▶ YOUR OBJECTIVE:
Reproduce the opening lines of the records exactly, please, stopping after the line that contains "Target: wildebeest leg".

▶ DATA FOR PROCESSING:
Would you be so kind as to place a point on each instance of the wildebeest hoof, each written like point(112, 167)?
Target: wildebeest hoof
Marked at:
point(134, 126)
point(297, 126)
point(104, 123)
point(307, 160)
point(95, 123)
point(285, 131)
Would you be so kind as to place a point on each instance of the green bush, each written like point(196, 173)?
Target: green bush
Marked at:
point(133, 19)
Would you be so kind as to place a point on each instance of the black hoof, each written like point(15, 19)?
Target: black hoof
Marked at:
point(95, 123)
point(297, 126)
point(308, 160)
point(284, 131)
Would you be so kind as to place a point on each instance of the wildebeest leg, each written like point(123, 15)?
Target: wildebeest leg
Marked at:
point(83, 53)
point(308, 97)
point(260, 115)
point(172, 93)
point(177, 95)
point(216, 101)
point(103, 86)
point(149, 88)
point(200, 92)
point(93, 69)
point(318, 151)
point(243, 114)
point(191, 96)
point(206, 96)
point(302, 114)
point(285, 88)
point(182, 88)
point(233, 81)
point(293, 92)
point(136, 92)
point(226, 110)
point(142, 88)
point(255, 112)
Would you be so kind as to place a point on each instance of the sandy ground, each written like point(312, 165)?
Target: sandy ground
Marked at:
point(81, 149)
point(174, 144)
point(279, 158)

▶ OUTPUT FOR THIS TASK:
Would you be so kind as to place a point on each instance of the wildebeest hoof, each written like point(112, 167)?
Target: wildebeest hoof
Marked at:
point(134, 126)
point(297, 126)
point(104, 123)
point(307, 160)
point(95, 123)
point(285, 131)
Would you be so kind as to place a point on each instance of the green bush, each written like point(196, 173)?
Target: green bush
Marked at:
point(133, 19)
Would you be so kind as to place a point on each instance of the black hoof, each written like point(15, 19)?
Target: black hoof
Marked at:
point(95, 123)
point(297, 126)
point(308, 160)
point(284, 131)
Would you be so kind as to place a point on each instance of the wildebeest leg, each written like point(123, 15)?
Target: wildebeest leg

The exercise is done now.